» Data section
■ ■ ■

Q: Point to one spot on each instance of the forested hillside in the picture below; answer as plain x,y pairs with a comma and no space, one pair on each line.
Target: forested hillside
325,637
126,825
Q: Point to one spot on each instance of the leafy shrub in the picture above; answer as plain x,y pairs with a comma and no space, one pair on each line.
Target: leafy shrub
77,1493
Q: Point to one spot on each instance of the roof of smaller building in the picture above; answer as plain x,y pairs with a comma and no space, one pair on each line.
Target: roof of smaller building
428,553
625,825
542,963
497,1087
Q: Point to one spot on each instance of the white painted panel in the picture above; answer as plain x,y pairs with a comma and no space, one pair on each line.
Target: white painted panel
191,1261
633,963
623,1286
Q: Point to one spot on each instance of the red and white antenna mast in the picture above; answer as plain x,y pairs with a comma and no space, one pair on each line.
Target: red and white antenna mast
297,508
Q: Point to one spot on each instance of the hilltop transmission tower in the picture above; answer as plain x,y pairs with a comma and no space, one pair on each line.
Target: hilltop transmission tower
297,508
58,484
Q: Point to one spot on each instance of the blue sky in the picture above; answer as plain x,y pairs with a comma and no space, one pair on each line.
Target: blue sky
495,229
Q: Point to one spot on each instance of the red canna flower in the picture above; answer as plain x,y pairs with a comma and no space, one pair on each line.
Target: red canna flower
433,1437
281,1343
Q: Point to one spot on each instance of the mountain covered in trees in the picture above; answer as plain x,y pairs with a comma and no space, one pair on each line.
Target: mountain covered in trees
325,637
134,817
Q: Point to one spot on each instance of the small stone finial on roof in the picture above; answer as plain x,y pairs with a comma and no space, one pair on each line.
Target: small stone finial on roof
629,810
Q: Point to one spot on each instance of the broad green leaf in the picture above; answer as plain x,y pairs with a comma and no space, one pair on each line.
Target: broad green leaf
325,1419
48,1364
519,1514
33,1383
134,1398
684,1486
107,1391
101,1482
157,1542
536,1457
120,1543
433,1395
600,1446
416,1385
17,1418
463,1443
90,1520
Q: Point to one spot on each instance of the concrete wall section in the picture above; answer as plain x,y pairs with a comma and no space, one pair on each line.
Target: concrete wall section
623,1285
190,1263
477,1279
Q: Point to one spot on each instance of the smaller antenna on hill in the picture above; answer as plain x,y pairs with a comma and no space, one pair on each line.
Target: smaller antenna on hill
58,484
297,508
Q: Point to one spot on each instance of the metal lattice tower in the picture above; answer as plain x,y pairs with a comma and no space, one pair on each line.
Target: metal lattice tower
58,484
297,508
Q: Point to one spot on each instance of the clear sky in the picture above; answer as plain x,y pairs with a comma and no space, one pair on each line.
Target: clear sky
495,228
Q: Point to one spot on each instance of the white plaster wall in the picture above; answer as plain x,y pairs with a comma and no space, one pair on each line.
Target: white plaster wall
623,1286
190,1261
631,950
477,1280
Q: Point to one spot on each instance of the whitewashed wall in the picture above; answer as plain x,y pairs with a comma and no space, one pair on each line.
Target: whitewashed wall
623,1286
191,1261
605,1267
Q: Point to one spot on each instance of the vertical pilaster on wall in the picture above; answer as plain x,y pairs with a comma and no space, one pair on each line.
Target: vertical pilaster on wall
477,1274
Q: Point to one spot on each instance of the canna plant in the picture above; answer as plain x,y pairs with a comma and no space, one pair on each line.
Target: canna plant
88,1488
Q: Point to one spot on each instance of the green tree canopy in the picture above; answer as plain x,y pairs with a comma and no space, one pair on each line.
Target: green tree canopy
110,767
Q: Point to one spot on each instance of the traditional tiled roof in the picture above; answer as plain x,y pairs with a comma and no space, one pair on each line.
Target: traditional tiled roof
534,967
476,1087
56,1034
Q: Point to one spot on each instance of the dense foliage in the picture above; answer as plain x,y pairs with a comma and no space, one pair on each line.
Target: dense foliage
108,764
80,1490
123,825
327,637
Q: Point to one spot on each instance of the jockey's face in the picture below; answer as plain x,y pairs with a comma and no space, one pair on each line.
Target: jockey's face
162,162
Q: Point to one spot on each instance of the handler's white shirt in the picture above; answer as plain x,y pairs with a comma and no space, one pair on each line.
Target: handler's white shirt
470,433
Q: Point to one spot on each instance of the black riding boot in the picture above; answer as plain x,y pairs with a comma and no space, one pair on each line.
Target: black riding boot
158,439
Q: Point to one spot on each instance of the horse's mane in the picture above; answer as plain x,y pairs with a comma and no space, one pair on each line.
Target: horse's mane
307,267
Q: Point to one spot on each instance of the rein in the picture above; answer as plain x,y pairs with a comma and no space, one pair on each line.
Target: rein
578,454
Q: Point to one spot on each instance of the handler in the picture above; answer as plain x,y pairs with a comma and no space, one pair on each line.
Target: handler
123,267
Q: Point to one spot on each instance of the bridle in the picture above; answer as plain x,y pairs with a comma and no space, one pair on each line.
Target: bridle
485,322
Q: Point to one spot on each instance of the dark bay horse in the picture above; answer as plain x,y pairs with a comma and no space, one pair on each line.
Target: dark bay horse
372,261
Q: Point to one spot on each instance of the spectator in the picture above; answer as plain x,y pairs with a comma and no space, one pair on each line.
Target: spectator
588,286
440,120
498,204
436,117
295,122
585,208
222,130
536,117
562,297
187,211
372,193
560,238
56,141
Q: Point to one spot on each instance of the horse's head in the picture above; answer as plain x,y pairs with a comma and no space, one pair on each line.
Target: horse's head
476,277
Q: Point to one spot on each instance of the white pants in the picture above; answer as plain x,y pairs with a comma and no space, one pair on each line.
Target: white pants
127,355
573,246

■ ■ ■

» Given task
Recast every line of the material above as a JSON list of strings, one string per line, leaving out blank lines.

» Task result
[
  "Q: Point to one spot on each instance of the forested hillside in the picture below; answer as plain x,y pairs with a comma and no space, one pair on each line.",
  "Target: forested hillside",
  "325,637",
  "126,825",
  "Q: Point to one spot on each instance of the leafy shrub in the picture above; answer as plain x,y pairs with a comma and no space, one pair on each line.",
  "Target: leafy shrub",
  "77,1493",
  "Q: Point to one spot on each instance of the roof of smaller building in the picture above; answer as plain x,y pairs with a comma and no space, one pair on each line.",
  "Target: roof of smaller building",
  "428,553",
  "625,825",
  "542,963",
  "497,1087",
  "Q: Point to one spot on each instance of the white painted panel in the picture above; answer as plain x,y pairs with a comma and no space, one pair on each line.",
  "Target: white painted panel",
  "191,1261",
  "633,963",
  "623,1286",
  "Q: Point to one spot on each instance of the red and white antenna mast in the picture above; answer as plain x,y pairs with a comma and no space, one pair on each line.",
  "Target: red and white antenna mast",
  "297,508",
  "Q: Point to one spot on each instance of the hilltop transmission tower in the picture above; answer as plain x,y pairs with a comma and no space, one pair on each line.",
  "Target: hilltop transmission tower",
  "297,508",
  "58,484",
  "Q: Point to one spot on each instance of the blue sky in the picture above; answer as plain x,y pairs with a comma and no space, one pair on each line.",
  "Target: blue sky",
  "495,229",
  "Q: Point to one spot on each instance of the red canna flower in the picture above; answer as plain x,y pairs with a comma and no space, one pair on each line.",
  "Target: red canna flower",
  "433,1437",
  "281,1343",
  "Q: Point to one spot on each instance of the mountain covered in trees in the picture above; answer as plain x,y pairs with a comma and no space, one pair on each line.",
  "Target: mountain covered in trees",
  "325,637",
  "134,817",
  "Q: Point to one spot on each instance of the small stone finial on roof in the picture above; answer as plain x,y pairs with a comma and no space, one pair on each line.",
  "Target: small stone finial on roof",
  "629,810",
  "Q: Point to one spot on each instance of the broad green leaf in the picture above; answer as plain x,y pairs with a comma and no space, one pair on each line.",
  "Target: broad green leaf",
  "325,1419",
  "48,1364",
  "519,1514",
  "33,1383",
  "134,1398",
  "684,1486",
  "107,1391",
  "101,1482",
  "157,1542",
  "536,1457",
  "120,1543",
  "433,1395",
  "600,1446",
  "416,1385",
  "17,1418",
  "463,1443",
  "90,1520",
  "Q: Point to one spot on each instance of the concrete wall section in the picture above; answer as plain x,y pairs with a comma and no space, one pair on each line.",
  "Target: concrete wall section",
  "623,1285",
  "190,1263",
  "477,1279",
  "Q: Point to one spot on each instance of the smaller antenna on hill in the picture above; answer as plain x,y pairs with a comma and no space, one pair on each line.",
  "Target: smaller antenna on hill",
  "58,484",
  "297,508",
  "Q: Point to one spot on each instance of the metal lattice tower in the picture above; answer as plain x,y pairs with a comma and no space, one pair on each line.",
  "Target: metal lattice tower",
  "58,484",
  "297,508",
  "Q: Point to one spot on each instance of the clear sky in the picture above; answer as plain x,y pairs with a comma and no space, one pair on each line.",
  "Target: clear sky",
  "495,228",
  "Q: Point to one spot on each instance of the white plaster wall in the picture above; answer as plain x,y pairs with a comma and no space, one pair on each line.",
  "Target: white plaster wall",
  "623,1286",
  "190,1261",
  "631,950",
  "477,1280",
  "Q: Point to one spot on each instance of the whitewashed wall in the picture above; answer as plain x,y pairs with a comma and no space, one pair on each line.",
  "Target: whitewashed wall",
  "623,1286",
  "191,1261",
  "605,1267",
  "Q: Point to one spot on each instance of the vertical pilaster on wall in the picture above; answer as plain x,y pairs with a comma and no space, one pair on each line.",
  "Target: vertical pilaster on wall",
  "477,1274",
  "Q: Point to one spot on each instance of the canna plant in the picture above; answer as plain x,y pairs with a comma and no space, one pair on each line.",
  "Target: canna plant",
  "88,1488",
  "Q: Point to one spot on each instance of the green tree canopy in the picture above; answer as plain x,y pairs with a comma and no space, one pair on each line.",
  "Target: green tree canopy",
  "110,767",
  "Q: Point to one spot on each instance of the traditional tiled roof in the picture above; answer as plain x,y pairs with a comma and no space, one pair on each line.",
  "Target: traditional tiled roof",
  "534,967",
  "476,1087",
  "56,1034",
  "Q: Point to one spot on each instance of the dense foliage in the picture above; answer as plain x,y pairs with a comma and no space, one pair on each line.",
  "Target: dense foliage",
  "108,764",
  "80,1490",
  "123,825",
  "327,637",
  "Q: Point to one spot on each instance of the jockey's face in the picture below; answer as plain x,y pairs with a comma and no space, one pair on each line.",
  "Target: jockey's face",
  "162,162",
  "Q: Point to one spot on each instance of the handler's white shirt in the picture above; answer as plain x,y pairs with a comma and no space, one pair on each line.",
  "Target: handler's white shirt",
  "470,433",
  "Q: Point to one spot on each instance of the black riding boot in the picture above; answer as plain x,y pairs with a comma and no space, one pair on each line.",
  "Target: black riding boot",
  "158,439",
  "Q: Point to one spot on each instance of the horse's mane in the picture above; answer as plain x,y pairs with a comma and no space, one pair on each line.",
  "Target: horse's mane",
  "307,267",
  "Q: Point to one spot on each instance of the rein in the picture above; answer as plain x,y pairs with a comma and no space, one pair on each line.",
  "Target: rein",
  "578,454",
  "Q: Point to one spot on each instance of the handler in the picture above; answer as plain x,y pairs with a comma and no space, one pair on each line.",
  "Target: handler",
  "123,267",
  "Q: Point to one spot on each instance of the bridle in the picture above; answer as plain x,y pairs with a comma and no space, one pair on each line.",
  "Target: bridle",
  "485,322",
  "Q: Point to one spot on each instance of the dark bay horse in the picture above; answer as plain x,y pairs with a comma and no space, one pair on each line.",
  "Target: dark bay horse",
  "372,261",
  "Q: Point to one spot on each instance of the spectator in the picture above; answer as plain x,y pairs with a comma and no space, one pair on each line.",
  "Target: spectator",
  "588,286",
  "440,120",
  "498,204",
  "436,117",
  "295,122",
  "585,208",
  "222,130",
  "536,117",
  "562,297",
  "187,211",
  "372,193",
  "560,238",
  "56,141",
  "Q: Point to one spot on each instance of the horse's head in the picture above; answer as plain x,y pairs with a comma and no space, one pair on each line.",
  "Target: horse's head",
  "476,277",
  "Q: Point to one spot on each instance of the white pants in the picture above; answer as plain x,y pairs with a comma and no space, one pair on each line.",
  "Target: white pants",
  "127,355",
  "573,246"
]